§ Instructions for the task: Go to the line containing "of the herd" in the records below and retype from there through the final line, exactly.

Records from a data source:
• • • •

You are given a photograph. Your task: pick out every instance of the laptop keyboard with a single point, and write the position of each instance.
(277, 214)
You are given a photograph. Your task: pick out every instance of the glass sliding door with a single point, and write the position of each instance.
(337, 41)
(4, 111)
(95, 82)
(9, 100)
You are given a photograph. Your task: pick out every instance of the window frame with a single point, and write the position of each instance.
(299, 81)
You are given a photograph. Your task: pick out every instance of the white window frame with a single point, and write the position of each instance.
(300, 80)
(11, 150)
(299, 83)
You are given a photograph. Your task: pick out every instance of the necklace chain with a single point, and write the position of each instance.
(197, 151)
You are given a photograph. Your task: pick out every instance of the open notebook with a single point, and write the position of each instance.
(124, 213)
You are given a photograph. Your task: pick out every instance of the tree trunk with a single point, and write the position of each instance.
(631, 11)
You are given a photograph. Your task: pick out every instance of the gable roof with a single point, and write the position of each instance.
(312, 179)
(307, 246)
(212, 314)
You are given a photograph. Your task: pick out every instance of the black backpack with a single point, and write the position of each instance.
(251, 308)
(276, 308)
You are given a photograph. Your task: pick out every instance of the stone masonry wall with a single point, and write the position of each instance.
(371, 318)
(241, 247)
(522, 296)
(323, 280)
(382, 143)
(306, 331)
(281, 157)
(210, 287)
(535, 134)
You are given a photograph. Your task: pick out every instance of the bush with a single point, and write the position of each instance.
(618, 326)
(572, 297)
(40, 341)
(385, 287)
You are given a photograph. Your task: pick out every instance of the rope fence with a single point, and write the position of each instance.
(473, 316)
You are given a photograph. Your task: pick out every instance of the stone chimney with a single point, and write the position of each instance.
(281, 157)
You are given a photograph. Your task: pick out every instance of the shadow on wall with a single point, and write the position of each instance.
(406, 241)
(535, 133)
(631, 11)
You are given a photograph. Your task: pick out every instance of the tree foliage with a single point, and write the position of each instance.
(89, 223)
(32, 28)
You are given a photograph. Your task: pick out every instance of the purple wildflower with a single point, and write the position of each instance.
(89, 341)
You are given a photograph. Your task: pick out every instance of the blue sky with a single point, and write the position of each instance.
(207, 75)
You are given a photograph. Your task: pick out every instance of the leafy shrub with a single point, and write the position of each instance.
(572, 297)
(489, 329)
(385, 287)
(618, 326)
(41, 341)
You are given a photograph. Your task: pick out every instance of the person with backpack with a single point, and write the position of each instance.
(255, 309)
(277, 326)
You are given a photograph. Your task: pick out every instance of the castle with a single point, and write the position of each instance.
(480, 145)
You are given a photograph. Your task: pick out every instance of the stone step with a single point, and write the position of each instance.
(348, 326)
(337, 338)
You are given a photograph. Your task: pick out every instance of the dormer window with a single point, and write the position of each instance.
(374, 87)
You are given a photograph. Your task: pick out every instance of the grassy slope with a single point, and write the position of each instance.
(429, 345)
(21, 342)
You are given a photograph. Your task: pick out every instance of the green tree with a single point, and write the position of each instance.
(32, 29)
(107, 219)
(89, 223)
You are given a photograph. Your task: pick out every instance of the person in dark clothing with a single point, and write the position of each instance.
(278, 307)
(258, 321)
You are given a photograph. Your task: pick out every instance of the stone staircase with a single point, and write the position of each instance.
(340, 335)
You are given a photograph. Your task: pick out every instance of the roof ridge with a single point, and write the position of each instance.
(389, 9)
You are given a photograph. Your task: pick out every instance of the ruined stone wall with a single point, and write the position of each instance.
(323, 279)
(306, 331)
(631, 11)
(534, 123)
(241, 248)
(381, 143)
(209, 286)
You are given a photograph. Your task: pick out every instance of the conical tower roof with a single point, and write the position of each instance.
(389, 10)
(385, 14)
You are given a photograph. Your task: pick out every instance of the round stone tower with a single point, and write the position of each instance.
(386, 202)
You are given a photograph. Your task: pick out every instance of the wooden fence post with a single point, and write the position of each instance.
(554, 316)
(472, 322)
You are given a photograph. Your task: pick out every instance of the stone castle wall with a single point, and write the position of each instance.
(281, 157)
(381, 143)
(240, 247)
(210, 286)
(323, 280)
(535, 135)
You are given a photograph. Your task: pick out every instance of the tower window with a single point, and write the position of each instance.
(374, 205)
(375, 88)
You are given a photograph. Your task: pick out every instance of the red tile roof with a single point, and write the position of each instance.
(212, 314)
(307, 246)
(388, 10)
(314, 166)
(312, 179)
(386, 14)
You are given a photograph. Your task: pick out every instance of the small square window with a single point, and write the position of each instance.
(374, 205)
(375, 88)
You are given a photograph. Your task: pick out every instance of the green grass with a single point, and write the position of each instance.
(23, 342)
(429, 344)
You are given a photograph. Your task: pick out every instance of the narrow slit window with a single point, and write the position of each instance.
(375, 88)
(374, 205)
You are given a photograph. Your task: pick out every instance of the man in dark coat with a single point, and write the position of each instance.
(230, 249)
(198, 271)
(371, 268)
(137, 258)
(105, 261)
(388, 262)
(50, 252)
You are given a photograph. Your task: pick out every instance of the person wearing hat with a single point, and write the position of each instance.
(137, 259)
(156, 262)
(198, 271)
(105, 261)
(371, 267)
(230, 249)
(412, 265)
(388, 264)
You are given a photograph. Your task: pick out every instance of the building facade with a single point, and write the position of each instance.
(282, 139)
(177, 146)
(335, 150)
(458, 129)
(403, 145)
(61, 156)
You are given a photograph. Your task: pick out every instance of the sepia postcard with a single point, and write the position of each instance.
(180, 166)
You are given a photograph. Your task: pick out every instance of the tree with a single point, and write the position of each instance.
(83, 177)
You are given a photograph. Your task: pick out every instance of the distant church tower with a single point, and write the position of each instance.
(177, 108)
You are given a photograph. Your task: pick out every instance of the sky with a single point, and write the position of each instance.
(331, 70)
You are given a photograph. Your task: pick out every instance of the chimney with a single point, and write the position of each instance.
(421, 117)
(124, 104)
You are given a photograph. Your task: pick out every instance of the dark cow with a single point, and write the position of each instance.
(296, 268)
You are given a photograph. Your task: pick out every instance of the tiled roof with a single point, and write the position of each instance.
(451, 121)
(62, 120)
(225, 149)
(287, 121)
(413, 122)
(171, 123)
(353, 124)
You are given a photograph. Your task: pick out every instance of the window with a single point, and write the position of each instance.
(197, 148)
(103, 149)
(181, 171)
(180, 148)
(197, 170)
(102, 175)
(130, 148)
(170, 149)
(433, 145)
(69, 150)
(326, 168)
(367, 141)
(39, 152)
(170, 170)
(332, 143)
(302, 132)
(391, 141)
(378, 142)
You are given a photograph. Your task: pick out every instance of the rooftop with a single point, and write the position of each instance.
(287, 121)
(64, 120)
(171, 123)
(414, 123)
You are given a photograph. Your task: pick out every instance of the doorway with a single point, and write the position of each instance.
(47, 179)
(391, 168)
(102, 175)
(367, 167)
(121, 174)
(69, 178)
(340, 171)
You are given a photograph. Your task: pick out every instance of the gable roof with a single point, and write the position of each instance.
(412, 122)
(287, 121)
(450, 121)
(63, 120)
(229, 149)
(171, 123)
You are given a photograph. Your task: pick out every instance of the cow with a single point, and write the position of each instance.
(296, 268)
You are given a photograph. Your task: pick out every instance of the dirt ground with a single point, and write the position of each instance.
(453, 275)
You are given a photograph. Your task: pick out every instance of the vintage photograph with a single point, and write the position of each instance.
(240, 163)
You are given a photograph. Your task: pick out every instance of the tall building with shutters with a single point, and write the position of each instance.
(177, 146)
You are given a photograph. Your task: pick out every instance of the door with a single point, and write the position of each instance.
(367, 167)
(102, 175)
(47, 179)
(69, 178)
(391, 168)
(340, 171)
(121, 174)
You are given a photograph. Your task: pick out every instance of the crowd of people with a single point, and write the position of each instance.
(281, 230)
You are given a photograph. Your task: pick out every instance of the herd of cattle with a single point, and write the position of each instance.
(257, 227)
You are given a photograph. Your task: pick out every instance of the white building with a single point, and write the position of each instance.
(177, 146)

• • • •

§ Problem solution:
You are given a photograph. Your task: pick out every instance of the herd of cattle with a single point, and write the position of each instance.
(257, 227)
You are given a photograph. Your task: pick out every instance of the white building with a single point, and write the position of each instance.
(177, 146)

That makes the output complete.